#### PROBLEM TO WORK ON
What is wanted is the line holding "shoe visible in the image." and every later line through the end of the entries, set down exactly.
▼
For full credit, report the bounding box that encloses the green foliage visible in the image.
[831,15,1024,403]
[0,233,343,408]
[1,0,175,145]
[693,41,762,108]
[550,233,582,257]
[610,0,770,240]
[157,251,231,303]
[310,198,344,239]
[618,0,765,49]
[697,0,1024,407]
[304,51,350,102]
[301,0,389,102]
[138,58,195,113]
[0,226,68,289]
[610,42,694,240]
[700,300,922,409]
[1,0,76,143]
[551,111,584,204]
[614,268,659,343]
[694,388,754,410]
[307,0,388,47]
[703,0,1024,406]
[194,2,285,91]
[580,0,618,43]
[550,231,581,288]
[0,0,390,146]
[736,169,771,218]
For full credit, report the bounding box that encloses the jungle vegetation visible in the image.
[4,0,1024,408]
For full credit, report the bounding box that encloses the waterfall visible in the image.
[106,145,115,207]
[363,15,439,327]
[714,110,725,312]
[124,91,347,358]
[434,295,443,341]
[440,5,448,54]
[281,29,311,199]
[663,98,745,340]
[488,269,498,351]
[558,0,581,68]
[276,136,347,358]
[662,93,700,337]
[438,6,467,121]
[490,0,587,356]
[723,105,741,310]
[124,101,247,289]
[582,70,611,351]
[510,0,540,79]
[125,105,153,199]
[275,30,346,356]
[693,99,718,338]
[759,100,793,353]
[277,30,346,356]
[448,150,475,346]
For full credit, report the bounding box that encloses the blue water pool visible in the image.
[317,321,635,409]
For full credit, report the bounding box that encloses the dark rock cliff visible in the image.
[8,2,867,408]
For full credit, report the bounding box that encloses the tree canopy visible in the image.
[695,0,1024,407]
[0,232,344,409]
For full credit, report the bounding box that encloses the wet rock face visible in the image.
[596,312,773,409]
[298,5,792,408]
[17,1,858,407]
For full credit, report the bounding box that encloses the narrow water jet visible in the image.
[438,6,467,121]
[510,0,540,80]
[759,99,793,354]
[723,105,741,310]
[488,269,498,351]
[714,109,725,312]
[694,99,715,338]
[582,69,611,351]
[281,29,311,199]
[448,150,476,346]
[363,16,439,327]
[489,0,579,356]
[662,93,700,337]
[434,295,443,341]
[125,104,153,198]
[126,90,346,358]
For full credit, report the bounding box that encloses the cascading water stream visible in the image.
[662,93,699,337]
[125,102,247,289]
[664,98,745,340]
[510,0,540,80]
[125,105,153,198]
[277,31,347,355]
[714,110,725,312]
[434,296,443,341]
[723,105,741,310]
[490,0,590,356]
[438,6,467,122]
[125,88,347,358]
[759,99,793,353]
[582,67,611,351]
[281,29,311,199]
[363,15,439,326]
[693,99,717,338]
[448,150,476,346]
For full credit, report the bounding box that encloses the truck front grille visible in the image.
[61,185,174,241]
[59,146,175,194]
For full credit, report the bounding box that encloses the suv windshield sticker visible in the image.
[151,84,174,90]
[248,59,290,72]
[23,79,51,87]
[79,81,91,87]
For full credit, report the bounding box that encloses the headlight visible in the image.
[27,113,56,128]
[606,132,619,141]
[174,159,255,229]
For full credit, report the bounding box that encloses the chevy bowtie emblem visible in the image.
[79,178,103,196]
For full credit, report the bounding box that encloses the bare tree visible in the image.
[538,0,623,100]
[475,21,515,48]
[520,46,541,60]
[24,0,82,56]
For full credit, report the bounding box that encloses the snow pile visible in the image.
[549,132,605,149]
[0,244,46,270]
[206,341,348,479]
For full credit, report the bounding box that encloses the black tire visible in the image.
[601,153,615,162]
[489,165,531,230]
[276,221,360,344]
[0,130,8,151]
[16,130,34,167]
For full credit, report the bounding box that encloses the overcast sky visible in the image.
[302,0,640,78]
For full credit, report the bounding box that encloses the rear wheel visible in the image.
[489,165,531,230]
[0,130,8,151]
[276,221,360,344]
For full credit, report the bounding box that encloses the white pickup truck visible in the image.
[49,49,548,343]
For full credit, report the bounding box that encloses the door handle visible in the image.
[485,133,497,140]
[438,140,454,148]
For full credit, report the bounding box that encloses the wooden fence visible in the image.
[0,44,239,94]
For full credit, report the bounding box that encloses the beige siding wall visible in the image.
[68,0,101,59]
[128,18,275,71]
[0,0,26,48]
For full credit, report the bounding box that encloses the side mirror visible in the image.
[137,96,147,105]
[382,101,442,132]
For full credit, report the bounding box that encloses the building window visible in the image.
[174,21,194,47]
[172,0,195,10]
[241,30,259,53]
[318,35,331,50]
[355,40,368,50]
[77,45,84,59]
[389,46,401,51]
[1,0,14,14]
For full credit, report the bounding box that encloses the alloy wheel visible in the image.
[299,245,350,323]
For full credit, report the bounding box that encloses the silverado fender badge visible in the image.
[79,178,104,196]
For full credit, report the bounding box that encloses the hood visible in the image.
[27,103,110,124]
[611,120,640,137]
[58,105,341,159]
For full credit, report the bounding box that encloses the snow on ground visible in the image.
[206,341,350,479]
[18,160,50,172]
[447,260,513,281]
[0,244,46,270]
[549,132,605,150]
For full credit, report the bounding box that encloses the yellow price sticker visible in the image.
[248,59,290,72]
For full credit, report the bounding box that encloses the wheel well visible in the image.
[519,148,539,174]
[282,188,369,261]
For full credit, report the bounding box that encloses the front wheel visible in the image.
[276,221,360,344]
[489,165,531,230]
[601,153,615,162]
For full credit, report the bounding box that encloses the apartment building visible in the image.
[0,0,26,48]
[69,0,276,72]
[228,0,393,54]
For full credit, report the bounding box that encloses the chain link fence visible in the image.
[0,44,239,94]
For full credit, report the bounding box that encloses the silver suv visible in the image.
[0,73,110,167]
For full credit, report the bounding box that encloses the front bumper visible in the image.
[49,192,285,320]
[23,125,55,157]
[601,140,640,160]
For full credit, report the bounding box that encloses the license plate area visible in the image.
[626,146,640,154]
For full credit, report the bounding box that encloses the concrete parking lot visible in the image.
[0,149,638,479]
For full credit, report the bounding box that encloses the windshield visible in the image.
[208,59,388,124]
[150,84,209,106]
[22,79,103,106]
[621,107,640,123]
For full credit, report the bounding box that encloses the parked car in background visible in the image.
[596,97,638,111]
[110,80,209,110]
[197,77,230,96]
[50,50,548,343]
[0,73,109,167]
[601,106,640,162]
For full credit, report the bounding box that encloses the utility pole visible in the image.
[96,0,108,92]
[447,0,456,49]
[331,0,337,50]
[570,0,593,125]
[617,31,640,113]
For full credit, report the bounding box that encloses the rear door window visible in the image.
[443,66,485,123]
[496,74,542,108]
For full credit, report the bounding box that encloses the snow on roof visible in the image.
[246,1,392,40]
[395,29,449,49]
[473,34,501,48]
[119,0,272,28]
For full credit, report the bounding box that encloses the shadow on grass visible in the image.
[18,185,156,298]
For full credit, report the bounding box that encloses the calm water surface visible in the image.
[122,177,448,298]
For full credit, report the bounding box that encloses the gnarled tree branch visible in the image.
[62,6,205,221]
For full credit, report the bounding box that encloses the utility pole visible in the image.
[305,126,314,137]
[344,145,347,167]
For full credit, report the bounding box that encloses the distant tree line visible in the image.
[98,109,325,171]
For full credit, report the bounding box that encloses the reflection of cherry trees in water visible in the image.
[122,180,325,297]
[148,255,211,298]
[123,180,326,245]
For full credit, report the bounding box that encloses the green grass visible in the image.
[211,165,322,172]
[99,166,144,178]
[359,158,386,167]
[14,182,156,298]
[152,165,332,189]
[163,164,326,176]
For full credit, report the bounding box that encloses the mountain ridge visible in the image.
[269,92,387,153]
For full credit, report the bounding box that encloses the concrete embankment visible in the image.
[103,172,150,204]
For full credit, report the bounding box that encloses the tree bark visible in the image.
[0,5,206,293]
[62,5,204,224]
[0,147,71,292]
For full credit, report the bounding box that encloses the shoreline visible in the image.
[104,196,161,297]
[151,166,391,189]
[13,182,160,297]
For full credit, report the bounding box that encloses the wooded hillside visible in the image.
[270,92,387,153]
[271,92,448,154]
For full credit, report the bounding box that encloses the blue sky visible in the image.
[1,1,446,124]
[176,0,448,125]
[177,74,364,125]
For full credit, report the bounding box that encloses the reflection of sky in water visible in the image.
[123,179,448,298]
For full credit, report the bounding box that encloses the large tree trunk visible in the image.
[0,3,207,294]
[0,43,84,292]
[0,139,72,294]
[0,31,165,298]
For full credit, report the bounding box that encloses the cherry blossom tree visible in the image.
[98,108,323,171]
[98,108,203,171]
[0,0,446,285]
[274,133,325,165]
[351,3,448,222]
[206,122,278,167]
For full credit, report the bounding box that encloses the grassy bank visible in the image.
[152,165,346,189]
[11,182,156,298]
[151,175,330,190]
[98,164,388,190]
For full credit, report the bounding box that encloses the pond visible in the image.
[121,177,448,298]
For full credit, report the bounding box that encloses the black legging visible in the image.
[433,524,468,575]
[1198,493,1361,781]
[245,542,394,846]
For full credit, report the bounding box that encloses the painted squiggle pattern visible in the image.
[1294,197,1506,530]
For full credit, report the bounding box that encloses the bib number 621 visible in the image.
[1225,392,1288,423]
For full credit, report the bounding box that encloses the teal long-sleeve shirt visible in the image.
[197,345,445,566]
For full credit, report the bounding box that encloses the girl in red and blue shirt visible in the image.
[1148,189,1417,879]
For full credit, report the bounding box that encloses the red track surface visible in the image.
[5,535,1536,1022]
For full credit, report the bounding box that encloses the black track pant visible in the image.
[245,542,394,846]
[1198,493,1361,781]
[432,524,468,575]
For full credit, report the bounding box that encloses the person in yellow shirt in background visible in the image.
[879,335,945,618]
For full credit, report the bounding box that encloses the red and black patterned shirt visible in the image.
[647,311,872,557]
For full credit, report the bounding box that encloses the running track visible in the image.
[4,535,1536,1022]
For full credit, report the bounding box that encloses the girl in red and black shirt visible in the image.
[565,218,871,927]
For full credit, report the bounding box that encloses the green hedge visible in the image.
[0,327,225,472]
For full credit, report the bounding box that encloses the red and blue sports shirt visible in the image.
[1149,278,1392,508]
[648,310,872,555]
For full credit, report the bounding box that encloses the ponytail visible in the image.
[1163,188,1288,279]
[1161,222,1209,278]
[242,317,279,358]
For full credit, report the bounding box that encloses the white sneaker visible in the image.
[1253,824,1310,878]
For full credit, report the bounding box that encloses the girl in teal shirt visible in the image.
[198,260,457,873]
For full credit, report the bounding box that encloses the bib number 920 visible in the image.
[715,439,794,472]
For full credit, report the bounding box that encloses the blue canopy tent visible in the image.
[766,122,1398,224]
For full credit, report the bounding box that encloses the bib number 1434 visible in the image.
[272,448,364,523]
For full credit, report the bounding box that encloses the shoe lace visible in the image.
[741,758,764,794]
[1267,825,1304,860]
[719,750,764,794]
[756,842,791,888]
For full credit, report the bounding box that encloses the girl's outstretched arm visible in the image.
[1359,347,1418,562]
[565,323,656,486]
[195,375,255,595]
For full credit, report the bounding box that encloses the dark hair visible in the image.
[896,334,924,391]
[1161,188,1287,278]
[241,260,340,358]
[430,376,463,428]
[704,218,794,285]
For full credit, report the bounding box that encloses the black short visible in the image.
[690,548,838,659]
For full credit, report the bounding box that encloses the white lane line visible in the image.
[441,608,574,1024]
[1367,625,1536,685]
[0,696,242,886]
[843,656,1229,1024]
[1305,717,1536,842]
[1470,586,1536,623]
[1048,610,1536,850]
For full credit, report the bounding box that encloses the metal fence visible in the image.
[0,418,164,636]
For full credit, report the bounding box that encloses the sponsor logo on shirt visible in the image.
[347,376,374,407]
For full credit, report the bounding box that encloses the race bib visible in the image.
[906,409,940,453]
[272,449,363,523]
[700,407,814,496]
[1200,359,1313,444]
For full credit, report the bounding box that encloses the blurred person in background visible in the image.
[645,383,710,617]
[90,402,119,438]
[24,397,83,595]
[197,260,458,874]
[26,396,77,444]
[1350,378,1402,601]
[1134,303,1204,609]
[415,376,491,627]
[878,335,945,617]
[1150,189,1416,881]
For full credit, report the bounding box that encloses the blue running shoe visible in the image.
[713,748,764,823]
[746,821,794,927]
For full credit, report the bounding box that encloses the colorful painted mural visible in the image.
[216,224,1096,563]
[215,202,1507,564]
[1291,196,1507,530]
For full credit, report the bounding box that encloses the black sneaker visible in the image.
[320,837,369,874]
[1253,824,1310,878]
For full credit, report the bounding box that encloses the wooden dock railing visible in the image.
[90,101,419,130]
▲
#### RESULT OF THIS TASK
For full credit, report the bounding box that encloses the blue running shoe visible in the image.
[713,748,764,823]
[746,821,794,927]
For full credit, report the bounding box that encloses the colorful painted mural visible in the image.
[216,224,1096,563]
[215,202,1507,564]
[1291,196,1507,530]
For full credit, report the bounding box that encloses the black sneaker visible in the image.
[320,837,369,874]
[1253,824,1310,878]
For full credit, report the bounding box that encloses the wooden dock railing visible in the image.
[90,101,419,130]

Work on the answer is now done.